When Leon Silver opened the golden shutter of the ark at the East London Central Synagogue in Nelson St for me, a stash of Torah scrolls were revealed shrouded in ancient velvet with embroidered texts in silver thread gleaming through the gloom, caught by last rays of afternoon sunlight.

Leon told me that no-one any longer knows the origin of all these scrolls, which were acquired as synagogues closed or amalgamated with the departure of Jewish people from the East End since World War II. Many scrolls were brought over in the nineteenth century from all across Eastern Europe, and some are of the eighteenth century or earlier, originating from communities that no longer exist and places that vanished from the map generations ago.

**RAW RECORDS**
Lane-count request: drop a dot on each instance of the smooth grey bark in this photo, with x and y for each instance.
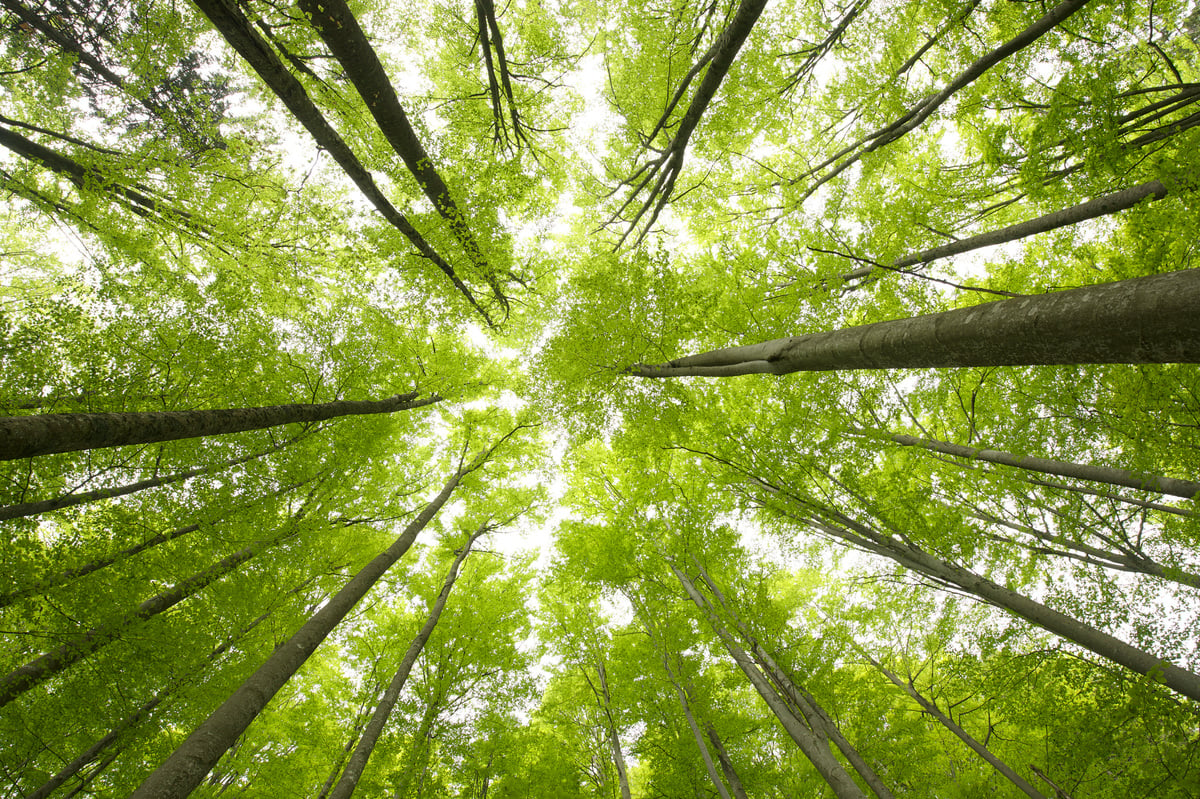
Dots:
(922, 110)
(76, 572)
(1125, 559)
(35, 672)
(70, 500)
(1092, 209)
(959, 732)
(345, 38)
(811, 743)
(796, 696)
(1158, 484)
(358, 762)
(23, 437)
(862, 536)
(232, 24)
(1140, 320)
(709, 767)
(136, 718)
(618, 757)
(187, 766)
(731, 774)
(659, 174)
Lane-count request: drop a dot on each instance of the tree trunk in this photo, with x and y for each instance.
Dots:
(141, 713)
(731, 774)
(237, 30)
(963, 734)
(36, 671)
(813, 744)
(1101, 643)
(1185, 488)
(22, 437)
(70, 500)
(346, 40)
(185, 769)
(76, 572)
(618, 758)
(796, 696)
(358, 762)
(1140, 320)
(695, 731)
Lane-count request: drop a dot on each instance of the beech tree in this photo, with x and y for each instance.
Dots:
(940, 539)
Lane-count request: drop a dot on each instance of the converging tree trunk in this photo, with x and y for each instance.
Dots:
(70, 500)
(358, 762)
(843, 528)
(1140, 320)
(813, 743)
(23, 678)
(22, 437)
(237, 30)
(186, 768)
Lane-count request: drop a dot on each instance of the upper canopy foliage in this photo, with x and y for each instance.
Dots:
(245, 203)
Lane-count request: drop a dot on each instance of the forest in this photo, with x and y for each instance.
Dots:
(609, 400)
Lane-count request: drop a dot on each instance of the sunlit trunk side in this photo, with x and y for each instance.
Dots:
(813, 744)
(23, 437)
(237, 30)
(1140, 320)
(358, 762)
(35, 672)
(731, 774)
(187, 766)
(70, 500)
(1158, 484)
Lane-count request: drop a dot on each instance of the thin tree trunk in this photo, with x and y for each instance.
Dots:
(346, 40)
(237, 30)
(22, 437)
(25, 677)
(813, 744)
(76, 572)
(1140, 320)
(186, 768)
(1173, 486)
(731, 774)
(1092, 209)
(358, 762)
(618, 758)
(862, 536)
(963, 734)
(799, 698)
(141, 713)
(70, 500)
(695, 731)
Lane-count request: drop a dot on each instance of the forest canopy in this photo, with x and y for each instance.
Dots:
(604, 400)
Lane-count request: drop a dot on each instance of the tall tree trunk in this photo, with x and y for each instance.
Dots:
(22, 437)
(70, 500)
(1158, 484)
(237, 30)
(186, 768)
(141, 713)
(695, 731)
(346, 40)
(618, 757)
(1140, 320)
(23, 678)
(796, 696)
(814, 744)
(959, 732)
(731, 774)
(76, 572)
(840, 527)
(358, 762)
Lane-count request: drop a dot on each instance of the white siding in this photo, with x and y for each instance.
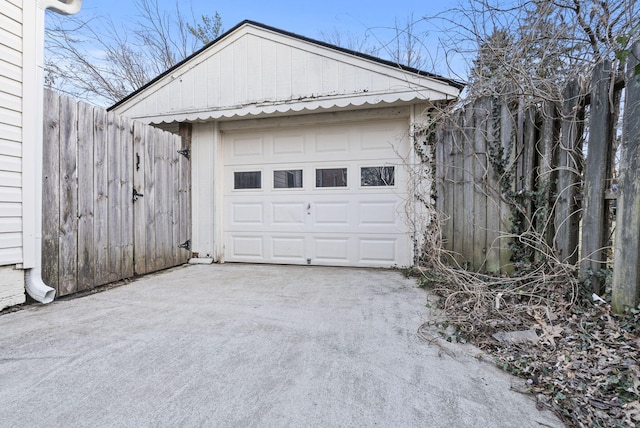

**TASKS AND EXERCISES**
**A)** In the passage about the East London Central Synagogue, when were many of the Torah scrolls brought over, and from where?
**B)** Continue the passage about the Torah scrolls at the East London Central Synagogue from the point where it stops.

**EXPECTED ANSWERS**
**A)** In the nineteenth century, from all across Eastern Europe.

**B)**
Yet the scrolls are safe in Nelson St under the remarkable stewardship of Leon Silver, President, Senior Warden & Treasurer, who has selflessly devoted himself to keeping this beautiful synagogue open for the small yet devoted congregation – mostly in their eighties and nineties – for whom it fulfils a vital function. An earlier world still glimmers here in this beautiful synagogue that may not have seen a coat of new paint in a while, but is well tended by Leon and kept perfectly clean with freshly hoovered carpet and polished wood by a diligent cleaner of ninety years old.

As the sunlight faded, Leon and I sat at the long table at the back of the lofty synagogue where refreshments are enjoyed after the service, and Leon’s cool grey eyes sparkled as he spoke of this synagogue that means so much to him, and of its place in the lives of his congregation.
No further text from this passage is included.